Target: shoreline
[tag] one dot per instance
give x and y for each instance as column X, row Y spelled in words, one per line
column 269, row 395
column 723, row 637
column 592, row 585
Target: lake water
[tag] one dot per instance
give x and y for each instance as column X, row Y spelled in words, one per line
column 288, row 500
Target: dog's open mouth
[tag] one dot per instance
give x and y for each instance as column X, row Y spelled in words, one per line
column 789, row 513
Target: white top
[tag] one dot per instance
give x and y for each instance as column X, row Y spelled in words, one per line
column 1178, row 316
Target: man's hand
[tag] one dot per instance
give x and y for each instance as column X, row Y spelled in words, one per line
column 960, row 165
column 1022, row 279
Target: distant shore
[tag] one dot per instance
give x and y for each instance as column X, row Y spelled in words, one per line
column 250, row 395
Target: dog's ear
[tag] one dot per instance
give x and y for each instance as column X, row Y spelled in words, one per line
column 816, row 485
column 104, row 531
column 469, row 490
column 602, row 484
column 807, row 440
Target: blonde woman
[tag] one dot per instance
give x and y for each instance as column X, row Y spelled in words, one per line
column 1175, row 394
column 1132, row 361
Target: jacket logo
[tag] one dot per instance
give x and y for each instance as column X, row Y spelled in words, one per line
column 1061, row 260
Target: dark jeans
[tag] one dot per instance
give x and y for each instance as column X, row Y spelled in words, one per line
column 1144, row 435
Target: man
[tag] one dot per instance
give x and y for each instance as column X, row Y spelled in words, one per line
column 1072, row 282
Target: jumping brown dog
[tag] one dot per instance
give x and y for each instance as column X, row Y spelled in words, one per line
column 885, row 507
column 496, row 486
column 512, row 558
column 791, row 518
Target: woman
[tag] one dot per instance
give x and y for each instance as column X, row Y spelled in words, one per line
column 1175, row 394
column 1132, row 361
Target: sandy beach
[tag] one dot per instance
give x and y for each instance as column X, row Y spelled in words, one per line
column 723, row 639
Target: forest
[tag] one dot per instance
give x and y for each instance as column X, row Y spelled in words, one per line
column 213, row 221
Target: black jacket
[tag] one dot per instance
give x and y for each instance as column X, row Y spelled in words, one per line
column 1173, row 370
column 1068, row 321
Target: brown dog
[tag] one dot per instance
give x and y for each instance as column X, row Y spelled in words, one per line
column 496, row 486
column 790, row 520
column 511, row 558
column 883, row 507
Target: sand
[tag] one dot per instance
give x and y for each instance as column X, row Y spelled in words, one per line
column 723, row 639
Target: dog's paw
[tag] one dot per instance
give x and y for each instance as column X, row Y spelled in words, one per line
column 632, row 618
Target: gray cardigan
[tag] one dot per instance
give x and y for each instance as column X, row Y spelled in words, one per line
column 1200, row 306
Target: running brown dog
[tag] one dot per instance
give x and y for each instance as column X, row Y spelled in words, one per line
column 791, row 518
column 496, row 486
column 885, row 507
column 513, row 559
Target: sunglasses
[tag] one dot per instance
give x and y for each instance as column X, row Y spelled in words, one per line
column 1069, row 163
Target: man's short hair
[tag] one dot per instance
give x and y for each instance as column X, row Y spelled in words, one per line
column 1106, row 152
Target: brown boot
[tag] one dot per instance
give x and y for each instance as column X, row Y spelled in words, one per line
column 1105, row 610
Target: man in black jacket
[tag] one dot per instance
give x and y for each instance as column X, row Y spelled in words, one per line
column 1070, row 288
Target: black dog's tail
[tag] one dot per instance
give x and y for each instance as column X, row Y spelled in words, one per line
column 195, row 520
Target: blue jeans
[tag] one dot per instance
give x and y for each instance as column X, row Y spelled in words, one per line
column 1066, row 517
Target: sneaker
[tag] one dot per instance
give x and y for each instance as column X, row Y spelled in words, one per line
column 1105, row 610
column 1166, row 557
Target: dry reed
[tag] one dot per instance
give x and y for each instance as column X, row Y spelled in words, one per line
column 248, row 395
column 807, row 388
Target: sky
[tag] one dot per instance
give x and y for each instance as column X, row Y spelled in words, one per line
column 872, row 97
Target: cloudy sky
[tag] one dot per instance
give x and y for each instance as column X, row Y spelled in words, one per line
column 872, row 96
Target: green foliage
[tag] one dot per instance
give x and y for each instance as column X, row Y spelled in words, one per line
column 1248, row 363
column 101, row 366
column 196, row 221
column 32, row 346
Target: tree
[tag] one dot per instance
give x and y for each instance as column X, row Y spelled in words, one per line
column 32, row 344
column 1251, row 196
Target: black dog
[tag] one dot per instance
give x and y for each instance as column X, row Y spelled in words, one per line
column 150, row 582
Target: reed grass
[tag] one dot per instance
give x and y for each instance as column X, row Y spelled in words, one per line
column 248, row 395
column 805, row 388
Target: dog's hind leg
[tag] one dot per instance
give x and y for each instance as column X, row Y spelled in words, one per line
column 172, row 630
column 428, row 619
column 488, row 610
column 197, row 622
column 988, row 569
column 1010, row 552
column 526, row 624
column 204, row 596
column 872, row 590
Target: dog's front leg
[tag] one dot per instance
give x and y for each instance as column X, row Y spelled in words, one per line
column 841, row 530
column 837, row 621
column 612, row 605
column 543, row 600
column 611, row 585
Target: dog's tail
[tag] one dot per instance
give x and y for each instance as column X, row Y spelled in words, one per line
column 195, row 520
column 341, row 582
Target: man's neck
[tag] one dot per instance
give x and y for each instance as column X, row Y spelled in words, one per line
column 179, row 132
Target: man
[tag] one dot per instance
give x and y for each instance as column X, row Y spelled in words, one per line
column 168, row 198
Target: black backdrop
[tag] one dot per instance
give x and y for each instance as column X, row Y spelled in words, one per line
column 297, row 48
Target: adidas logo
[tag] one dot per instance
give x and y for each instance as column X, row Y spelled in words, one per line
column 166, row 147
----
AIM
Copy the lines above without any change, from the very first line through the line that contains "column 1061, row 260", including both.

FULL RESPONSE
Target: shoreline
[tag] one dot per instance
give x and y for each instance as column X, row Y spelled in words, one per line
column 269, row 395
column 723, row 637
column 592, row 585
Target: lake water
[tag] one dot per instance
give x and y for each instance as column X, row Y spelled in words, one per line
column 288, row 500
Target: dog's open mouth
[tag] one dot per instance
give x and y for each instance as column X, row Y spelled in words, one per line
column 789, row 513
Target: white top
[tag] one dot per instance
give x and y for each instance as column X, row Y spelled in words, one per line
column 1178, row 316
Target: man's hand
[tag] one dot per instance
give x and y for each instance as column X, row Y spelled in words, one per line
column 960, row 165
column 1022, row 279
Target: distant shore
[tag] one dot per instance
give x and y for each instance as column X, row Y spelled in words, one per line
column 250, row 395
Target: dog's ear
[tag] one dot per instance
give x and y for each instance as column X, row Y spelled in words, one per line
column 816, row 485
column 104, row 531
column 469, row 490
column 602, row 484
column 807, row 440
Target: blonde woman
[tag] one dot per instance
give x and y for each instance as column X, row Y spelled in words, one per line
column 1175, row 394
column 1132, row 361
Target: jacket logo
[tag] one dot per instance
give x and y for each instance as column X, row Y spelled in words, one per line
column 1061, row 260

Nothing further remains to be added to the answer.